● **Page**
========================

Fulton v. Rice

184 S.E.2d 421 | N.C. Ct. App. | 1971

184 S.E.2d 421 (1971)
12 N.C. App. 669

Hugh B. FULTON
v.
Robert W. RICE.

No. 7130DC692.

Court of Appeals of North Carolina.

November 17, 1971.

*422 Millar, Alley & Killian by Leon M. Killian, III, Waynesville, for plaintiff appellee.

Morgan, Ward & Brown by H. S. Ward, Jr., Waynesville, for defendant appellant.

VAUGHN, Judge.

The sole question raised on appeal is whether the defendant by entering into the instant contract became a general contractor within the meaning of G.S. § 87-1 and was thus barred from recovery on his counterclaim because of his failure to have the license required by Chapter 87 of the General Statutes.

The statute in effect at the time of the institution of this suit defined a "general contractor" as

"* * * one who for a fixed price, commission, fee or wage, undertakes to bid upon or to construct any building, highway, sewer main, grading or any improvement or structure where the cost of the undertaking is twenty thousand dollars ($20,000.00) or more and anyone who shall bid upon or engage in constructing any undertaking or improvements above mentioned in the State of North Carolina costing twenty thousand dollars ($20,000.00) or more shall be deemed and held to have engaged in the business of general contracting in the State of North Carolina.
"This section shall not apply to persons or firms or corporations furnishing or erecting industrial equipment, power plant equipment, radial brick chimneys, and monuments."

========================

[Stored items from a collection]
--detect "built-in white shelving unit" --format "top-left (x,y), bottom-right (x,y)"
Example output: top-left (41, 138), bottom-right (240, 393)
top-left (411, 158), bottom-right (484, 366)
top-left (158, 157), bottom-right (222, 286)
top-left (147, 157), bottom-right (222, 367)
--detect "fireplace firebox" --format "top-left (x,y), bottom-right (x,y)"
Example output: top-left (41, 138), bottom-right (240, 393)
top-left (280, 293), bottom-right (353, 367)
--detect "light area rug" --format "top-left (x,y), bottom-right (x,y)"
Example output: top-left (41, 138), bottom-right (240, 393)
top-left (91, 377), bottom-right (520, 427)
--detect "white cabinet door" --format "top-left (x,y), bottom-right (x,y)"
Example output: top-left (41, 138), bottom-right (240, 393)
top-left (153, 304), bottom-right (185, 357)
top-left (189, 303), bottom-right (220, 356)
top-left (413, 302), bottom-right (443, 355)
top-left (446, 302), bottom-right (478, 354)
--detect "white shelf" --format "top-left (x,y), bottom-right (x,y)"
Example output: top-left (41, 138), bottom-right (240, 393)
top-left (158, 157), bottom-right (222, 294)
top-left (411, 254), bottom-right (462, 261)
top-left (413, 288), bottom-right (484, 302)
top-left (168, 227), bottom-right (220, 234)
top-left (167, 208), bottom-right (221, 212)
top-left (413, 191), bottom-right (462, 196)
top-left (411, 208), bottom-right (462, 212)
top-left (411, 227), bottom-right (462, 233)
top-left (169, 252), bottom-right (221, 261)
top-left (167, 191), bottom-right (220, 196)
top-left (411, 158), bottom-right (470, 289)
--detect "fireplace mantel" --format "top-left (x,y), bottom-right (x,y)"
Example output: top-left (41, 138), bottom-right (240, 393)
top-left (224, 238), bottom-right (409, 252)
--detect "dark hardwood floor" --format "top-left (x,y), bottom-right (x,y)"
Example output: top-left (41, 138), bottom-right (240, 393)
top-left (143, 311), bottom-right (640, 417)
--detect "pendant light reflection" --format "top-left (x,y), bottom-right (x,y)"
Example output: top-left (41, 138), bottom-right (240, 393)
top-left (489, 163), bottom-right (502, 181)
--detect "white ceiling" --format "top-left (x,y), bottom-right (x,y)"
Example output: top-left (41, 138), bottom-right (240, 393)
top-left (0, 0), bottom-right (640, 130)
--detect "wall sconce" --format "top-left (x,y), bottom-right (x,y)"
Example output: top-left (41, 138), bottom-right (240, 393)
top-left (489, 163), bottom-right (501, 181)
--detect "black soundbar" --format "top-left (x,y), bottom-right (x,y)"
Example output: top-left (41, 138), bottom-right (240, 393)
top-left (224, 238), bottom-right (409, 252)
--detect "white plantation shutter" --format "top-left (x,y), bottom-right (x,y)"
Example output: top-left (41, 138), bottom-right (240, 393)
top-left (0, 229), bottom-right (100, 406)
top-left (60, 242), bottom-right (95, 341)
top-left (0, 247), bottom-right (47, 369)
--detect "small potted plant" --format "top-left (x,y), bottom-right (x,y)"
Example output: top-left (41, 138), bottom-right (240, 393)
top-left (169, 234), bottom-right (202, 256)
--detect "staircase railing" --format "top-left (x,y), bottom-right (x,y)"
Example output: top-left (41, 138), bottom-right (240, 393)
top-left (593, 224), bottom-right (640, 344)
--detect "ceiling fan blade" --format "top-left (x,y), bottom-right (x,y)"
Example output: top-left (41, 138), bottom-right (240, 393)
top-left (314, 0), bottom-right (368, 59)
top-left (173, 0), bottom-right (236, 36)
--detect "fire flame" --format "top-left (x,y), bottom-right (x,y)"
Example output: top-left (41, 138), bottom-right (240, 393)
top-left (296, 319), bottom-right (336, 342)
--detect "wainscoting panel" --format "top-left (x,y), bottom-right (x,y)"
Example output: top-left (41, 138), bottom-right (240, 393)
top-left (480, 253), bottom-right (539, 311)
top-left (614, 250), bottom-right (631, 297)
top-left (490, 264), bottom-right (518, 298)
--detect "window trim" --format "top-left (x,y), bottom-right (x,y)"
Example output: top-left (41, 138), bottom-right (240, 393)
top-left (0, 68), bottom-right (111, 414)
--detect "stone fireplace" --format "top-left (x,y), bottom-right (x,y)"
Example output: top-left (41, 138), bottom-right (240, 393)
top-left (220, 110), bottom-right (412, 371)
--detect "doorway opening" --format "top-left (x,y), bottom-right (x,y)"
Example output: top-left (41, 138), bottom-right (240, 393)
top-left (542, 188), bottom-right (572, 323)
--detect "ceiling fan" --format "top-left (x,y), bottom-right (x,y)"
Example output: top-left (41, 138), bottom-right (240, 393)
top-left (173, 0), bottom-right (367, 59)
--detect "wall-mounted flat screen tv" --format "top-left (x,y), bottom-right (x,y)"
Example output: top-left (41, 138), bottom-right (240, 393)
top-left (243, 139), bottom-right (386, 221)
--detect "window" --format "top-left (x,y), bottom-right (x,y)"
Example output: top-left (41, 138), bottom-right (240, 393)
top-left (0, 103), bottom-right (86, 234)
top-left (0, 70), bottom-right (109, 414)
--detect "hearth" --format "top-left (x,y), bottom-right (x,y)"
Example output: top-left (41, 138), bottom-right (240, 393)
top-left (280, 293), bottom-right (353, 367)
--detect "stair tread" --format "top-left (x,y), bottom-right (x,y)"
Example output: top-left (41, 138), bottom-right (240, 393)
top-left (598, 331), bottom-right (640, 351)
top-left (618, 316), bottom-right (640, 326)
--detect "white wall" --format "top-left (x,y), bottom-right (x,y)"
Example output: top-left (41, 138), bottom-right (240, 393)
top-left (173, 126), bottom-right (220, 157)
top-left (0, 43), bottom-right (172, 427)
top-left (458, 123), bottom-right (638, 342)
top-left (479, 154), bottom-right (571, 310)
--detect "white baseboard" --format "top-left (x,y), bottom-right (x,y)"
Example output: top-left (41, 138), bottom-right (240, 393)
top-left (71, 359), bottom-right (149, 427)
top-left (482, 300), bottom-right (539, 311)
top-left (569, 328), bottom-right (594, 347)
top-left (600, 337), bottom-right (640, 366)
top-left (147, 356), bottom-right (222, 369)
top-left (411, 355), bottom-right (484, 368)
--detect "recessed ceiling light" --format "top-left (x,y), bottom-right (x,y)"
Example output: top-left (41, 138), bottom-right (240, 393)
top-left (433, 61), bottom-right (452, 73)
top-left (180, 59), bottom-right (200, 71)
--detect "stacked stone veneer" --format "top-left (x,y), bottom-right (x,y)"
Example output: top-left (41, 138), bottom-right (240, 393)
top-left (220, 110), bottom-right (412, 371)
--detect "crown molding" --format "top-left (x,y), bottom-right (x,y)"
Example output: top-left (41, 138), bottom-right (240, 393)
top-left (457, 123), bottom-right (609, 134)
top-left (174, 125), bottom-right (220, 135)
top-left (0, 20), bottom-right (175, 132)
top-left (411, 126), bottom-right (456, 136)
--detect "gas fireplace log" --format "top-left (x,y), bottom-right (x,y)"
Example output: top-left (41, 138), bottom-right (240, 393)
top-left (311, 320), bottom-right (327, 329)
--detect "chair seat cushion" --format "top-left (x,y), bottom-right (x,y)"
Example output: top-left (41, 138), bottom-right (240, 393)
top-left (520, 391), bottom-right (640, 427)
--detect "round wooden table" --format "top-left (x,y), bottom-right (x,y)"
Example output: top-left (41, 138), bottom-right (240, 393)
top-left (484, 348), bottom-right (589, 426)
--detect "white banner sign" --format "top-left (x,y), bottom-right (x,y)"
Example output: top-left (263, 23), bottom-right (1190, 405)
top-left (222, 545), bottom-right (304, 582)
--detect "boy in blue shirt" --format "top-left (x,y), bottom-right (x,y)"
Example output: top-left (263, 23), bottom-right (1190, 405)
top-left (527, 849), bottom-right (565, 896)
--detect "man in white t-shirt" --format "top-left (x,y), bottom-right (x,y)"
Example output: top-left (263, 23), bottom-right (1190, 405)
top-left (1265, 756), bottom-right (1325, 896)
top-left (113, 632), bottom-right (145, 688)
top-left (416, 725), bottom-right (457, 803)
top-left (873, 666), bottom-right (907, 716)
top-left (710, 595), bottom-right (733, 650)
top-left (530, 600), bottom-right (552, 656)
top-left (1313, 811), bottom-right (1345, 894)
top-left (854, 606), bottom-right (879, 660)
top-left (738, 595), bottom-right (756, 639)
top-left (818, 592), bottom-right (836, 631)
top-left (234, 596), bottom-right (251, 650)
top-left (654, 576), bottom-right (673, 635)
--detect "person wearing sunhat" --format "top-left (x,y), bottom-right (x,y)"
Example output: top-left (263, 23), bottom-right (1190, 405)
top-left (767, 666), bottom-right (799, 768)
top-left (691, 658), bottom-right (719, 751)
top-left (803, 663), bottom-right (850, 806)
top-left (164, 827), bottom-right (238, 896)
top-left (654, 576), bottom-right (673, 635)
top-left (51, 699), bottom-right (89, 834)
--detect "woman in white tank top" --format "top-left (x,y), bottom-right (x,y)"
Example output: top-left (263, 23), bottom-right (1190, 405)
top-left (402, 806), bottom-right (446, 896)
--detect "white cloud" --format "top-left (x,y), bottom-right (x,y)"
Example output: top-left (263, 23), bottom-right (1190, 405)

========================

● **Things to do**
**a.** Repeat everything in the court opinion from "184 S.E.2d 421 |" down to "November 17, 1971.".
**b.** Answer these questions from the court opinion:
(i) Which court decided the case?
(ii) Which firm and attorney appeared for the defendant appellant?
(iii) What minimum cost of an undertaking does the quoted statute set for someone to count as a general contractor?
**c.** Carry the court opinion in Fulton v. Rice forward from the point where it stops.

● **Answers to the problems**
**a.**
184 S.E.2d 421 | N.C. Ct. App. | 1971

184 S.E.2d 421 (1971)
12 N.C. App. 669

Hugh B. FULTON
v.
Robert W. RICE.

No. 7130DC692.

Court of Appeals of North Carolina.

November 17, 1971.

**b.**
(i) The Court of Appeals of North Carolina.
(ii) Morgan, Ward & Brown, by H. S. Ward, Jr., of Waynesville.
(iii) Twenty thousand dollars ($20,000.00).

**c.**
The plaintiff contends that in determining whether a contractor is a general contractor within the meaning of G.S. § 87-1, the court must look to the owner's total cost of the structure. If it exceeds the statutory amount, the contractor is a general contractor.

The defendant contends that the cost of the contractor's undertaking is determinative. This would, in most cases, be the contract price or the amount paid the contractor.

Certain principles of construction must be applied in arriving at a decision in this case. The statute before us imposes criminal penalties for its violation. G.S. § 87-13. It must be strictly construed and its scope may not be extended by implication beyond the meaning of its language so *423 as to include offenses not clearly described. Vogel v. Reed Supply Co. and Supply Co. v. Da Pow Developers, Inc., 277 N.C. 119, 177 S.E.2d 273 (1970) (citing cases). It is also a statute restricting the practice of an otherwise lawful occupation to a special class of persons and as such it must be construed so as not to extend it to activities and transactions not intended by the legislature to be included. McArver v. Gerukos, 265 N.C. 413, 144 S.E.2d 277 (1965).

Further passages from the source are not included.